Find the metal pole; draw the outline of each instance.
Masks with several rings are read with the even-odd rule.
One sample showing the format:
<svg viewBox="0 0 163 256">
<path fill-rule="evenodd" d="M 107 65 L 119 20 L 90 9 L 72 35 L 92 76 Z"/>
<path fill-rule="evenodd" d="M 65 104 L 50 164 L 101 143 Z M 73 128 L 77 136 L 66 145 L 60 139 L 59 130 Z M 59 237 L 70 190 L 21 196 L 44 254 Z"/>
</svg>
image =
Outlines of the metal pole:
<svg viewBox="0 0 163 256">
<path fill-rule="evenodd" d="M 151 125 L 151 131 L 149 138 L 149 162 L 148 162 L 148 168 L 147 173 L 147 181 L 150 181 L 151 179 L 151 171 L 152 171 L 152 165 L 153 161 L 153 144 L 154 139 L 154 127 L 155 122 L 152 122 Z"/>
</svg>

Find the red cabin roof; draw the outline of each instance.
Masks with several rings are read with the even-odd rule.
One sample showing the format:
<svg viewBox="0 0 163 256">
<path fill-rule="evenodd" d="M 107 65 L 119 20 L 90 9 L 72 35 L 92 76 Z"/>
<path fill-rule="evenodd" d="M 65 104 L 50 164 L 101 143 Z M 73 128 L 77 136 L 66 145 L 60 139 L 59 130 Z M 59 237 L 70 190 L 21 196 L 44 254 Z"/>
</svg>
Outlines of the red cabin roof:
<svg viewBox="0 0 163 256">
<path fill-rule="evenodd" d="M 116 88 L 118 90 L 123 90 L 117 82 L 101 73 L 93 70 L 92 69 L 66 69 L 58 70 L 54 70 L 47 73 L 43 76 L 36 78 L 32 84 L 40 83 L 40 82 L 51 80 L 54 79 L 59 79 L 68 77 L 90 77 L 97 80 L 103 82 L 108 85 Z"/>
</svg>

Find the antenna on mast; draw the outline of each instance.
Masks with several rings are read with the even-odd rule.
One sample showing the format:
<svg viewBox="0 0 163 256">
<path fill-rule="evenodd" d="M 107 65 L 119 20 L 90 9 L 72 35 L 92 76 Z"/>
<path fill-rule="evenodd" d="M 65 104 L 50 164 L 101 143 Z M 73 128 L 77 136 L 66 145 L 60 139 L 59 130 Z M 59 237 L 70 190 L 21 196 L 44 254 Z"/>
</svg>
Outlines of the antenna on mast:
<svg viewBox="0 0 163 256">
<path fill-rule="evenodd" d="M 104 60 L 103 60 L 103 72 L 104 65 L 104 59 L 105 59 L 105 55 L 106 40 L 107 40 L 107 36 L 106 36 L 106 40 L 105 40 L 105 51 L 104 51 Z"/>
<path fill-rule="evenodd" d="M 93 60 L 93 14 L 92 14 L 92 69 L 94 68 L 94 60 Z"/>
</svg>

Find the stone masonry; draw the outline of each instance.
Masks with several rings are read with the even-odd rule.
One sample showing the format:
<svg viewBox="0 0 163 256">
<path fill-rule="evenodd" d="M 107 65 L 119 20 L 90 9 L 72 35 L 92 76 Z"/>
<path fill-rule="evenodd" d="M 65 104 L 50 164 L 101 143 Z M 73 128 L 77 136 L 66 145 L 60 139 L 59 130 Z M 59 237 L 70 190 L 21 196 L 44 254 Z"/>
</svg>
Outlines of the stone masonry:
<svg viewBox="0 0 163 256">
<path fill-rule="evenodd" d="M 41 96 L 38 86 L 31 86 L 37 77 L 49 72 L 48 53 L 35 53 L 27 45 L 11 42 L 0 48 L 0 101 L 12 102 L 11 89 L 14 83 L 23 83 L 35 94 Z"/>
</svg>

Work to complete -> Reproduce every row above with "Locate" substituted for each occurrence of "Find", keeping everything else the same.

The output ->
Locate the metal pole; draw the outline of each instance.
Masks with several rings are read with the even-odd rule.
One sample showing the format:
<svg viewBox="0 0 163 256">
<path fill-rule="evenodd" d="M 107 65 L 119 20 L 90 9 L 72 35 L 92 76 Z"/>
<path fill-rule="evenodd" d="M 65 104 L 50 164 L 101 143 Z M 73 128 L 77 136 L 66 145 L 60 139 L 59 130 Z M 59 237 L 70 190 L 21 196 L 44 254 Z"/>
</svg>
image =
Outlines of the metal pole:
<svg viewBox="0 0 163 256">
<path fill-rule="evenodd" d="M 151 125 L 151 131 L 149 138 L 149 162 L 148 162 L 148 168 L 147 173 L 147 181 L 150 181 L 151 179 L 151 171 L 152 171 L 152 165 L 153 161 L 153 144 L 154 139 L 154 127 L 155 122 L 152 122 Z"/>
</svg>

Locate the red cabin roof; draw the outline of each instance.
Masks with several rings are read with the even-odd rule.
One sample showing the format:
<svg viewBox="0 0 163 256">
<path fill-rule="evenodd" d="M 107 65 L 119 20 L 90 9 L 72 35 L 92 76 Z"/>
<path fill-rule="evenodd" d="M 65 104 L 50 164 L 101 143 Z M 73 128 L 77 136 L 66 145 L 60 139 L 59 130 Z M 59 237 L 70 190 L 21 196 L 44 254 Z"/>
</svg>
Outlines of the red cabin roof:
<svg viewBox="0 0 163 256">
<path fill-rule="evenodd" d="M 116 88 L 118 90 L 123 90 L 117 82 L 101 73 L 93 70 L 92 69 L 66 69 L 58 70 L 54 70 L 47 73 L 43 76 L 36 78 L 32 84 L 40 83 L 40 82 L 51 80 L 54 79 L 59 79 L 68 77 L 90 77 L 97 80 L 103 82 L 108 85 Z"/>
</svg>

Locate the antenna on mast; draw the outline of each instance.
Masks with several rings are read with the even-odd rule.
One sample showing the format:
<svg viewBox="0 0 163 256">
<path fill-rule="evenodd" d="M 107 65 L 119 20 L 90 9 L 72 35 L 92 76 Z"/>
<path fill-rule="evenodd" d="M 65 104 L 50 164 L 101 143 Z M 73 128 L 77 136 L 66 145 L 60 139 L 59 130 Z M 59 237 L 70 190 L 21 196 L 44 254 Z"/>
</svg>
Outlines of the antenna on mast:
<svg viewBox="0 0 163 256">
<path fill-rule="evenodd" d="M 104 60 L 103 60 L 103 72 L 104 65 L 104 59 L 105 59 L 105 55 L 106 40 L 107 40 L 107 36 L 106 36 L 106 40 L 105 40 L 105 51 L 104 51 Z"/>
<path fill-rule="evenodd" d="M 93 60 L 93 14 L 92 14 L 92 69 L 94 68 L 94 60 Z"/>
</svg>

Locate the stone masonry; draw the outline of each instance.
Masks with several rings are read with the even-odd rule.
One sample showing the format:
<svg viewBox="0 0 163 256">
<path fill-rule="evenodd" d="M 107 65 L 119 20 L 90 9 L 72 35 L 92 76 Z"/>
<path fill-rule="evenodd" d="M 65 104 L 50 164 L 101 143 Z M 73 128 L 77 136 L 66 145 L 60 139 L 59 130 Z M 59 237 L 70 190 L 21 196 L 44 254 Z"/>
</svg>
Outlines of the stone masonry:
<svg viewBox="0 0 163 256">
<path fill-rule="evenodd" d="M 41 96 L 38 86 L 31 86 L 37 77 L 49 72 L 48 53 L 35 53 L 27 45 L 11 42 L 0 48 L 0 101 L 12 102 L 11 89 L 14 83 L 23 83 L 35 94 Z"/>
</svg>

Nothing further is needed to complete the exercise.